# Start of Given passage
In his first interview since becoming Central Bank boss, John Hurley tells Siobhán Creaton, Finance Correspondent, that financial control does not just reside in Frankfurt
John Hurley is the only man in Ireland who could definitively tell you whether your mortgage repayments will be getting cheaper in the weeks and months ahead. If you ask he will give you a firm "no comment" but that won't stop analysts and commentators from parsing his economical utterings for a clue about the European Central Bank's next move.
As governor of the Central Bank of Ireland he is also a member of the ECB's governing council which meets twice a month in Frankfurt to discuss and decide on the appropriate interest rates for the euro-zone states.
He settled into his seventh floor office in Dame Street in March this year succeeding Maurice O'Connell in one of the most powerful jobs in the Republic and in Europe.
"It is absolutely fascinating for me to be involved in the business of the money supply and the whole question of having an independent economic overview of the economy," he says.
The most important issue for the Republic is to present an image of a country that is capable of managing its affairs and managing its economy, according to the governor.
This is the critical factor when attracting foreign investment to the Republic that is crucial to underpinning a strong economy.
# End of Given passage
# Start of Entries shown
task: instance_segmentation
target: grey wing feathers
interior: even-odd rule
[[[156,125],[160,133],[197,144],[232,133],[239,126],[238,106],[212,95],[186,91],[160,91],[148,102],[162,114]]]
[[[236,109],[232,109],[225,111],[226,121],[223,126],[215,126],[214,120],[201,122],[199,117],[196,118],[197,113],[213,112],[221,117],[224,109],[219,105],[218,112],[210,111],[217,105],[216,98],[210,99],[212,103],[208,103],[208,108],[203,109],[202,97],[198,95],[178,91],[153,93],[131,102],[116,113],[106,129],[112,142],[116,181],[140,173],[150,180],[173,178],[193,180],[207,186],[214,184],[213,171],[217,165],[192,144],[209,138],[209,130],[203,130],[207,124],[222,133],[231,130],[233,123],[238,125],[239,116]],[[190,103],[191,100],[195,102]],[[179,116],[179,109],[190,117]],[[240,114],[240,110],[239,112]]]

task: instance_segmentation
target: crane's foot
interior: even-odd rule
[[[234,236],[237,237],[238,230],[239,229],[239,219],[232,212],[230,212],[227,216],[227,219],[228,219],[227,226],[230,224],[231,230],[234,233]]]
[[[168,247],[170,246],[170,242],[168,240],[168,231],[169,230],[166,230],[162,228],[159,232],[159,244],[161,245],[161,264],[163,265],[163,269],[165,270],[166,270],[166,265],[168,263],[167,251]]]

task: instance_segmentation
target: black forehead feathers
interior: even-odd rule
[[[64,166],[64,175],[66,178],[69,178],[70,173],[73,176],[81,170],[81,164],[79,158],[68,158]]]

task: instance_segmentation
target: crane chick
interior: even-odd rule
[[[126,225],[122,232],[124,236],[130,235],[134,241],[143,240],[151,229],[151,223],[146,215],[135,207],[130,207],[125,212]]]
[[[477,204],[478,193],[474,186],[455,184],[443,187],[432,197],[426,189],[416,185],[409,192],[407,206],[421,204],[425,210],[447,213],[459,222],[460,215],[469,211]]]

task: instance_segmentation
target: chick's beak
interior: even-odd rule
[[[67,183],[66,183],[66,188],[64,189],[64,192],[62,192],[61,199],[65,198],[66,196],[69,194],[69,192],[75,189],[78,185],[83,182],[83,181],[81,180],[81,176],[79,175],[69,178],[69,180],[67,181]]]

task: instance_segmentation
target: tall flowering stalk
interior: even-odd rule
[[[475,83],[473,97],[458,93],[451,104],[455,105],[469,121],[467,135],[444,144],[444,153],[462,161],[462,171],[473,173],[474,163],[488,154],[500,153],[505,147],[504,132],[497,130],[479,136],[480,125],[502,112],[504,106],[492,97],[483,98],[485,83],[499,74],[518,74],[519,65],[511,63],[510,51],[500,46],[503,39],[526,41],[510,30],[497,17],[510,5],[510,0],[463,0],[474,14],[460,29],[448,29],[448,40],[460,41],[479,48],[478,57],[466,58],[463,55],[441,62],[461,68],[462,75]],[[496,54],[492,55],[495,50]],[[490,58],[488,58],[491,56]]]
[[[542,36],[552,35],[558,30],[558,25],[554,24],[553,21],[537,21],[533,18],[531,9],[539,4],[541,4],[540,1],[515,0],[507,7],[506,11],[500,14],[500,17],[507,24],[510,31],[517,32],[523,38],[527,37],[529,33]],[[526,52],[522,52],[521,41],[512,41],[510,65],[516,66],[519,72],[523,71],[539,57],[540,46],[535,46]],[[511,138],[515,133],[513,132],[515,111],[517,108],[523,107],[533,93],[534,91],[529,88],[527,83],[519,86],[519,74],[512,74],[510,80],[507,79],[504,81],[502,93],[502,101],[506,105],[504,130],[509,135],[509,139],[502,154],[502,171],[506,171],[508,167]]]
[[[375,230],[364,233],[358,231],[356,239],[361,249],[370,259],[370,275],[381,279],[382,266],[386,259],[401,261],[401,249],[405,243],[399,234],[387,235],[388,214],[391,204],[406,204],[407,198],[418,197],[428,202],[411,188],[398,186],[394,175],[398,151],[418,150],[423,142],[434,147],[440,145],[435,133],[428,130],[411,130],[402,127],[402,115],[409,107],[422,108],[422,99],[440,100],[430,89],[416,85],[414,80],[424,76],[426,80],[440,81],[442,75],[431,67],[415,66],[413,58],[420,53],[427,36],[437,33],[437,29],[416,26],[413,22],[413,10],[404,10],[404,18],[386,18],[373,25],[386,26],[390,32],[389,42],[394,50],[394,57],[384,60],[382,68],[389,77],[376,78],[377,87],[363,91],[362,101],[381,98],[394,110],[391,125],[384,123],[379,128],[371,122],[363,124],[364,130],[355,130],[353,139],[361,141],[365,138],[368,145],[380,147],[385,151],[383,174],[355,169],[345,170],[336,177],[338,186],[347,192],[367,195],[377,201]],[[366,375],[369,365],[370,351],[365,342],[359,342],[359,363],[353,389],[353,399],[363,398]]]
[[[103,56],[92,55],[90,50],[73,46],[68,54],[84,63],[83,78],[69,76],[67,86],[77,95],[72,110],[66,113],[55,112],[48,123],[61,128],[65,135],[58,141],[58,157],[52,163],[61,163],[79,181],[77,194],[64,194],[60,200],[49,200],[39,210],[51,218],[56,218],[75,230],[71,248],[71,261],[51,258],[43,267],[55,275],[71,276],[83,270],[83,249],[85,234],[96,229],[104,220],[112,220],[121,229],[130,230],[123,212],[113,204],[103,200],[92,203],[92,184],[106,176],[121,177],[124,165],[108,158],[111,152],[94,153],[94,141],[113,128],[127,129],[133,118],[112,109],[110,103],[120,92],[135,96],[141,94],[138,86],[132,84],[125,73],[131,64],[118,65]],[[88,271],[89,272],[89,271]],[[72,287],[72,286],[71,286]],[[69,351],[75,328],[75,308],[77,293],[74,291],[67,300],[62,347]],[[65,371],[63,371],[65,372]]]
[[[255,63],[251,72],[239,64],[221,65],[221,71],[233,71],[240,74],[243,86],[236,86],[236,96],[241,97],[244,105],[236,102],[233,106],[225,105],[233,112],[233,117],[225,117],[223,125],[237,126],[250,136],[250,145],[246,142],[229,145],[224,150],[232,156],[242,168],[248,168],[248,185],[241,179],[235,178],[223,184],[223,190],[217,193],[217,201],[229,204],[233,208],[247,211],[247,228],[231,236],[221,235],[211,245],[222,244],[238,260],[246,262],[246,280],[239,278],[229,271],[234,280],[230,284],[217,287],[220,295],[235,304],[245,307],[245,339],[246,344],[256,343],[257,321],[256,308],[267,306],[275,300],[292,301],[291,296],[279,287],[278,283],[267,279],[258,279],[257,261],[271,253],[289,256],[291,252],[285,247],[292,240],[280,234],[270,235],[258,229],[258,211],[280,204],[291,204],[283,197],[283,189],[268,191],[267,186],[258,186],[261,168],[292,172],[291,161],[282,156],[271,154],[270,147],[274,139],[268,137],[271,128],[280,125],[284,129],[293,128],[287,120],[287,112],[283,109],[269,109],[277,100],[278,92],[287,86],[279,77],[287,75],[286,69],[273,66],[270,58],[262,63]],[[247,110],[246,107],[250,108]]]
# End of Entries shown
▶ [Exercise objective]:
Write out the full article on Central Bank governor John Hurley from above, word for word.

▶ [Final answer]:
In his first interview since becoming Central Bank boss, John Hurley tells Siobhán Creaton, Finance Correspondent, that financial control does not just reside in Frankfurt
John Hurley is the only man in Ireland who could definitively tell you whether your mortgage repayments will be getting cheaper in the weeks and months ahead. If you ask he will give you a firm "no comment" but that won't stop analysts and commentators from parsing his economical utterings for a clue about the European Central Bank's next move.
As governor of the Central Bank of Ireland he is also a member of the ECB's governing council which meets twice a month in Frankfurt to discuss and decide on the appropriate interest rates for the euro-zone states.
He settled into his seventh floor office in Dame Street in March this year succeeding Maurice O'Connell in one of the most powerful jobs in the Republic and in Europe.
"It is absolutely fascinating for me to be involved in the business of the money supply and the whole question of having an independent economic overview of the economy," he says.
The most important issue for the Republic is to present an image of a country that is capable of managing its affairs and managing its economy, according to the governor.
This is the critical factor when attracting foreign investment to the Republic that is crucial to underpinning a strong economy.